-- START GIVEN DATA --

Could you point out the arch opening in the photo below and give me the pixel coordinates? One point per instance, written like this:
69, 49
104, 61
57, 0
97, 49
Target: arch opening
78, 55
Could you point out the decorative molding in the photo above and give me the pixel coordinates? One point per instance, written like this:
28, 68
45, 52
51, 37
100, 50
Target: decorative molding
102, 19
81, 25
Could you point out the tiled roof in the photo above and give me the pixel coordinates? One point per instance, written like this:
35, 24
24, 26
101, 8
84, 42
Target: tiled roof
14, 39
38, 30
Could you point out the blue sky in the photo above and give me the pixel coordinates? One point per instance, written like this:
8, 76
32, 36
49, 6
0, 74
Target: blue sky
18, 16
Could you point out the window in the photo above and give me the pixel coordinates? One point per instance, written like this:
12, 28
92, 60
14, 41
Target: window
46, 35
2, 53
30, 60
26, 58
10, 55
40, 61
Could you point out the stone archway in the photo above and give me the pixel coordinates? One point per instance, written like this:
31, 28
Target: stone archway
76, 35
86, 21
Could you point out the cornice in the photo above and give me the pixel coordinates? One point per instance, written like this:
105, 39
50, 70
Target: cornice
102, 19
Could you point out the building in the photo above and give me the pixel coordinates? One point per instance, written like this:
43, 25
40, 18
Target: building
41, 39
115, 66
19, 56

-- END GIVEN DATA --
-- START GIVEN DATA --

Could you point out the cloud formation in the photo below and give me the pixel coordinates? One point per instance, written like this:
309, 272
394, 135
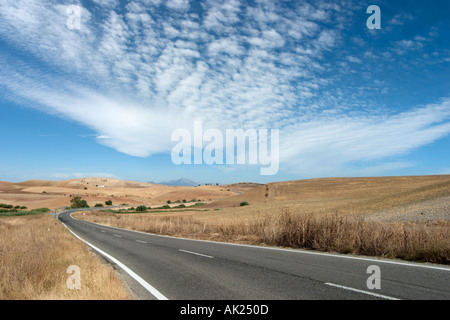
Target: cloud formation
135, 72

-- END GIVEN DATA --

_SET EXERCISE:_
Find every line in the entries that contains the word "archway", matching case exactly, and copy each such line in full.

_RESULT FOR THIS EXERCISE:_
Could you point out the stone archway in the photo above and give me the pixel coordinates? One point per instance, written like this:
Target: stone archway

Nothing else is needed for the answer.